Stored records

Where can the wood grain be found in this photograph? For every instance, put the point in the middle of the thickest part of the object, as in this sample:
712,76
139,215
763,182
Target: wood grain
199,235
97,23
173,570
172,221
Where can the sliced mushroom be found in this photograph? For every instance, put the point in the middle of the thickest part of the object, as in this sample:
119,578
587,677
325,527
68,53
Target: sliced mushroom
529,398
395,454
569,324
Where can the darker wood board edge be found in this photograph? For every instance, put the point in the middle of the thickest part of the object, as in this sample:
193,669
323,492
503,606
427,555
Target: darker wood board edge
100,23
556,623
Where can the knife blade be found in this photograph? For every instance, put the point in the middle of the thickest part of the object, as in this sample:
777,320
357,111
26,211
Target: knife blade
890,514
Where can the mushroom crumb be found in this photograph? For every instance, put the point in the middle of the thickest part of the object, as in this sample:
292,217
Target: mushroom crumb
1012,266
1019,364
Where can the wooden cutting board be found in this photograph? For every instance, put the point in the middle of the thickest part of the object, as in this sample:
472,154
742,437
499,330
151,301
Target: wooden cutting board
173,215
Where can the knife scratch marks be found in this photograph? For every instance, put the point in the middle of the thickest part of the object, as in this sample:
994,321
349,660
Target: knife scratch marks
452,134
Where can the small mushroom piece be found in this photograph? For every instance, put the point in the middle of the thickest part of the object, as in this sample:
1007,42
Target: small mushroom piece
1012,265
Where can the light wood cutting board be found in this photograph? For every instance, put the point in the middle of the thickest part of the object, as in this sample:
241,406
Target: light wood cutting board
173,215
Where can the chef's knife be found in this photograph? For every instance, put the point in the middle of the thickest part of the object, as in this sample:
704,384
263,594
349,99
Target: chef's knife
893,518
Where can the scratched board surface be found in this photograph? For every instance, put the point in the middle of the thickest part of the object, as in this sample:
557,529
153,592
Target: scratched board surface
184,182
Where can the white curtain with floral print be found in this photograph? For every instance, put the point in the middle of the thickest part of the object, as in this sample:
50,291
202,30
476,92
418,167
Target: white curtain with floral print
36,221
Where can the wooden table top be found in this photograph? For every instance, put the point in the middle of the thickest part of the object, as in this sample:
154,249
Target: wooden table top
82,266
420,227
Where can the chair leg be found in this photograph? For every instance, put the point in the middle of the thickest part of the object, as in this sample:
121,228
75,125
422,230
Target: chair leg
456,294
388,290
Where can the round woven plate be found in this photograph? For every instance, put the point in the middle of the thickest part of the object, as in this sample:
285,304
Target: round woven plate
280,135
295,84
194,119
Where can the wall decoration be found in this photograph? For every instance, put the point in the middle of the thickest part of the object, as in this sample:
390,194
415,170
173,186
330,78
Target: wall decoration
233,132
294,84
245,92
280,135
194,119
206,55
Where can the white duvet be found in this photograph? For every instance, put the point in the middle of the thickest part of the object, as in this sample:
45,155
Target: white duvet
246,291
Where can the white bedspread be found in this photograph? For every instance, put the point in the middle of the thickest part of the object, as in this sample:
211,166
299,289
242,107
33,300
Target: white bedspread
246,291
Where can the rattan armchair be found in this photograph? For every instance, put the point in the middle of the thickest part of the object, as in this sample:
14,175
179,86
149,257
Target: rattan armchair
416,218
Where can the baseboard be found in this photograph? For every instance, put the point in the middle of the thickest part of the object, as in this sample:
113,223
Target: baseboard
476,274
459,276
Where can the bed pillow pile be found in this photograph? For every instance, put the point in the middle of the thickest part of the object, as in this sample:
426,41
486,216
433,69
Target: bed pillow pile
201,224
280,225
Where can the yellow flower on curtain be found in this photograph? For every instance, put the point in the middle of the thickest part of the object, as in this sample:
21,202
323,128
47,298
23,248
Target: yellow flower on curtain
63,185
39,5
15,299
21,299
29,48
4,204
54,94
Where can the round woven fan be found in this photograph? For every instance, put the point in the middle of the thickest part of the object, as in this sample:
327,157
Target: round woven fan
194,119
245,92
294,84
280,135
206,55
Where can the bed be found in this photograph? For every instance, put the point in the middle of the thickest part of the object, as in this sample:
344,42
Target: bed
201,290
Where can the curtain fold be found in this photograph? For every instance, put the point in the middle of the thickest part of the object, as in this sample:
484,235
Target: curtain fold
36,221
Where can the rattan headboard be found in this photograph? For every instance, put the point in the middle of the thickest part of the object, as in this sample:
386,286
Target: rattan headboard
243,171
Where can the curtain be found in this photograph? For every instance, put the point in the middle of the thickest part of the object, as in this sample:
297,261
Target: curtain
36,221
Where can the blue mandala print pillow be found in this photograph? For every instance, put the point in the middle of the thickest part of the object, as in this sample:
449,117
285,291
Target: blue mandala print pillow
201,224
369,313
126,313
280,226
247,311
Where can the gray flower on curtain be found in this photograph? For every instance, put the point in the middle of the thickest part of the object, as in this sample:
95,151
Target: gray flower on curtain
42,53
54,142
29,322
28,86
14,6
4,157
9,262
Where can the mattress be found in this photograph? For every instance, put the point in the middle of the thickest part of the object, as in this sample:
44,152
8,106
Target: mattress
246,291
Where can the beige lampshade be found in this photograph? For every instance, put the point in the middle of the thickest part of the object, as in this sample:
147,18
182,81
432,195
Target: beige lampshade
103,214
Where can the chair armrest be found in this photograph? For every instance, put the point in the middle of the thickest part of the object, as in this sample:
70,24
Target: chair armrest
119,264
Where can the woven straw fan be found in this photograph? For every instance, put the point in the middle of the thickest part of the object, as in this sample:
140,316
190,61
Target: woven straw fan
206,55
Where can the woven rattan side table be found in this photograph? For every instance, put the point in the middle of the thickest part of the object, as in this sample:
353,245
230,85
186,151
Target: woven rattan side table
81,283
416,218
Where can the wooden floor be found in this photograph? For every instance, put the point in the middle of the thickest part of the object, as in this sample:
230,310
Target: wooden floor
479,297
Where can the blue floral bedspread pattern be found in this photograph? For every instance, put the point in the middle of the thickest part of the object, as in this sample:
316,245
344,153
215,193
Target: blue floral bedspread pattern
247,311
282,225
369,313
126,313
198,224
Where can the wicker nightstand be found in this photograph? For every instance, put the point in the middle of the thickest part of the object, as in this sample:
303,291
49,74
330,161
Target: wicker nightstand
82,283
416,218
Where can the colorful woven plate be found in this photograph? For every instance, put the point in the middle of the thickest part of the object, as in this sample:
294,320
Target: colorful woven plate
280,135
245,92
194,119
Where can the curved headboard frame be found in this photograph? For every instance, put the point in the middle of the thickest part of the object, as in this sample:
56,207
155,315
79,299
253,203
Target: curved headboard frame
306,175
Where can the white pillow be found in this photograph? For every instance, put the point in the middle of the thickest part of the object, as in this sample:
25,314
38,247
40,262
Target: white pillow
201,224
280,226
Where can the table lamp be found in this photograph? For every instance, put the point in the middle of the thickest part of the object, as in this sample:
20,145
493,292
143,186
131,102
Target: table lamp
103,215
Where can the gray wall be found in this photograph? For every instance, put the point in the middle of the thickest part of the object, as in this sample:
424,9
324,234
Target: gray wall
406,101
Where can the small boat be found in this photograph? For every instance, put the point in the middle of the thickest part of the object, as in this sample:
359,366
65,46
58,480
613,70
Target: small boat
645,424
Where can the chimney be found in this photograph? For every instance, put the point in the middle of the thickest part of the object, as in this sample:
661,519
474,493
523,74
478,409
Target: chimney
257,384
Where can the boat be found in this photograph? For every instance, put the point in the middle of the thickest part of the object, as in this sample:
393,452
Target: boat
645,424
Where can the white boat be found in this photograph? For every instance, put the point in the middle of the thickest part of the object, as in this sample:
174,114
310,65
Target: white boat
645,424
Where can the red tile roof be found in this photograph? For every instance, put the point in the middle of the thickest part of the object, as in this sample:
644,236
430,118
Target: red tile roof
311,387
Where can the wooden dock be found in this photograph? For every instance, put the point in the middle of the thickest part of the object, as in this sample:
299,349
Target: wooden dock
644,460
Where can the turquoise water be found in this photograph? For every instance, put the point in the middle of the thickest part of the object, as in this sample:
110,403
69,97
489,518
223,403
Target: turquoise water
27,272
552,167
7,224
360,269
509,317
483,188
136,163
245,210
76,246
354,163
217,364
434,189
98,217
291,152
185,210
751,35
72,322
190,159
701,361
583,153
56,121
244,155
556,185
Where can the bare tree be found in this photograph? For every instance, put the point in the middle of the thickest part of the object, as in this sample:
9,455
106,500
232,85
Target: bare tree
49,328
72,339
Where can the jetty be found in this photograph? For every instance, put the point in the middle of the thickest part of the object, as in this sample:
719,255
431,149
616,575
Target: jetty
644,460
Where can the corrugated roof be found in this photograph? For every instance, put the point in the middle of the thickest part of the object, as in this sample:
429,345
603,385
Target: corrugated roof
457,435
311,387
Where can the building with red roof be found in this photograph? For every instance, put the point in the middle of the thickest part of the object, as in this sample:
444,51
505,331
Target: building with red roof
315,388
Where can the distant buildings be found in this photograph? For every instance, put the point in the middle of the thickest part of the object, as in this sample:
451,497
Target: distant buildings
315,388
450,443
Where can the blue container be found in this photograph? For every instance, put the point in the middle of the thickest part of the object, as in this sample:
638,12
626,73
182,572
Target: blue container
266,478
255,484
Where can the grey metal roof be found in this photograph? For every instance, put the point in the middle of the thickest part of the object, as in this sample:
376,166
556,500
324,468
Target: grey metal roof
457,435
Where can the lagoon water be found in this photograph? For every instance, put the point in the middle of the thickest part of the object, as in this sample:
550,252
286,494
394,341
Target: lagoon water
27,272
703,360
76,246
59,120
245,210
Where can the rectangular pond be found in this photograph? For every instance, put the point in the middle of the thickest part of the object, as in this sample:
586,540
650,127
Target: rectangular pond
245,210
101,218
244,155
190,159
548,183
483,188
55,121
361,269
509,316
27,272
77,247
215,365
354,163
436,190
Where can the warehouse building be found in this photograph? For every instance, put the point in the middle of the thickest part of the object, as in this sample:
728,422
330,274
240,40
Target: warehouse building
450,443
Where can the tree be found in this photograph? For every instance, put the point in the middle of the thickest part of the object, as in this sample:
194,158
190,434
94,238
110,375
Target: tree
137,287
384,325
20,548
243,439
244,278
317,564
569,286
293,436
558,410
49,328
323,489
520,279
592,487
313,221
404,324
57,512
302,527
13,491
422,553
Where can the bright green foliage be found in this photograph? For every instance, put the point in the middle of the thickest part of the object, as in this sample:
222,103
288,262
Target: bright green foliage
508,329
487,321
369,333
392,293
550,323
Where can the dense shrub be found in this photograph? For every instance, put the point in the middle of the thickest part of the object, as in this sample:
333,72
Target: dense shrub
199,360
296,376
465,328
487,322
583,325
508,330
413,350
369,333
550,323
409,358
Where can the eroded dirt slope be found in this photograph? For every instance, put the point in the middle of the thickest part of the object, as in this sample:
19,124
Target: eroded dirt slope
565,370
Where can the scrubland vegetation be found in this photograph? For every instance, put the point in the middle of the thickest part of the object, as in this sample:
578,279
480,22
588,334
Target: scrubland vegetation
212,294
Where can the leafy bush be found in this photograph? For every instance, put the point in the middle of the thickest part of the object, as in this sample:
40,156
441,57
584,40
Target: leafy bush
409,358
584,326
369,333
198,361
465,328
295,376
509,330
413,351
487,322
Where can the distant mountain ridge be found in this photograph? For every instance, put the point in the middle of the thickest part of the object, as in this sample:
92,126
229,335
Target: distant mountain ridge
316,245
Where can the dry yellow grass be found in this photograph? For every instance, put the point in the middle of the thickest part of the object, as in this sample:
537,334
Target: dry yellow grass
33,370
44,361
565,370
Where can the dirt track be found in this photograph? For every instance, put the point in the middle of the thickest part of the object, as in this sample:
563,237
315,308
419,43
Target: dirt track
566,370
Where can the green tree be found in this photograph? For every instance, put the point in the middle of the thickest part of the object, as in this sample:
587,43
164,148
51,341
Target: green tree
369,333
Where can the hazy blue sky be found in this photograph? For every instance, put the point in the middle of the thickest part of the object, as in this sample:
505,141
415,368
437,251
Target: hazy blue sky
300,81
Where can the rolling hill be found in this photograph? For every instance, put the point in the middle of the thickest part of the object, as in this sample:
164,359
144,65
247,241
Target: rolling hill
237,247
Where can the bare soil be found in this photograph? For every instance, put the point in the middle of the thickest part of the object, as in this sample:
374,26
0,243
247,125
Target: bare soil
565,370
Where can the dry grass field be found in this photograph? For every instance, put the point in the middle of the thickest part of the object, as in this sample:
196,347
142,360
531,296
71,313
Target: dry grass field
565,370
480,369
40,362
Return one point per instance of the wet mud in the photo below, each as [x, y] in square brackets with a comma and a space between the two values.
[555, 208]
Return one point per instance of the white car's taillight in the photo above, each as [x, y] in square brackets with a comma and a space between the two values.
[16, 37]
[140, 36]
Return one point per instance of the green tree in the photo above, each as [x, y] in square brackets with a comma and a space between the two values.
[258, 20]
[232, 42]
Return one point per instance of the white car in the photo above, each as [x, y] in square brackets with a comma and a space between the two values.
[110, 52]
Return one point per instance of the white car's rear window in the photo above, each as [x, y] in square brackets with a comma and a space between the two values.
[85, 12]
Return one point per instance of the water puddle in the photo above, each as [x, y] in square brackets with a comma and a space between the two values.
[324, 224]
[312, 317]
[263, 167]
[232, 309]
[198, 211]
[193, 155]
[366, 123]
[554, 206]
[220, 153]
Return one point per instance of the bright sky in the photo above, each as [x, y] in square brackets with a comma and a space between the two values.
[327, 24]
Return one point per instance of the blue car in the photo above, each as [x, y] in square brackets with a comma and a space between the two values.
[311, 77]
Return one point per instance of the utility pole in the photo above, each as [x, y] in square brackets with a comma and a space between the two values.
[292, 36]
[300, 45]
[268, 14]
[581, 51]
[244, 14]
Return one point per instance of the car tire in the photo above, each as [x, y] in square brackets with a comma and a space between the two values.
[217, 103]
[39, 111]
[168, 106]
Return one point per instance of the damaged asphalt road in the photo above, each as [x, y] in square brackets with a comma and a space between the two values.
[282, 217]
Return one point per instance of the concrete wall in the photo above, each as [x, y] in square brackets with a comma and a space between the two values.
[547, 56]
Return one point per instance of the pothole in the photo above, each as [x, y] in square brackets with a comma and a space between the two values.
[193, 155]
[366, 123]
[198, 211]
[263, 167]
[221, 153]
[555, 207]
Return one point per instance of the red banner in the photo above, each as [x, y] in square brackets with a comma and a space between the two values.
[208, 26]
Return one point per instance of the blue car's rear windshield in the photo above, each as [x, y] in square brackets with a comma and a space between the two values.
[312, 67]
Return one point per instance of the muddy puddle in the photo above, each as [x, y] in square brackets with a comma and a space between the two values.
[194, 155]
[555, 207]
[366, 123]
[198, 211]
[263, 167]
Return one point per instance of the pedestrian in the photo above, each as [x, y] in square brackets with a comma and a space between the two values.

Problem statement. Among the entries above, the lines between the ones containing "Where can the woven straw" and "Where can the colorful", inclusive, are to be transcribed exactly. No other line is to be given.

Solution below.
Where can the woven straw fan be found in this photograph? For every instance, put the point in the middle of the thickest part of the object, as in this sample:
140,316
190,61
Target: woven straw fan
206,55
Where can the woven rattan side table be found in this photograph? For every instance, put the point in the middle of the thickest part of the object, as in this sample:
353,245
230,85
186,151
Target: woven rattan side table
81,283
416,218
Where can the wooden floor be found in this photograph? For every instance, put the point in the middle of the thickest part of the object, as in this sample:
230,310
Target: wooden floor
479,297
Where can the blue floral bedspread pattern be found in this photograph? For every instance, put the point in the middle of the thickest part of the object, as in this sample:
316,245
344,153
215,193
Target: blue floral bedspread pattern
247,311
282,225
369,313
126,313
198,224
Where can the wicker nightstand be found in this photograph? For every instance, put the point in the middle of the thickest part of the object, as in this sample:
303,291
49,74
330,161
Target: wicker nightstand
82,283
416,218
Where can the colorful woven plate be found in this photograph? For every instance, put the point in the middle of the thickest part of the object, as in this sample:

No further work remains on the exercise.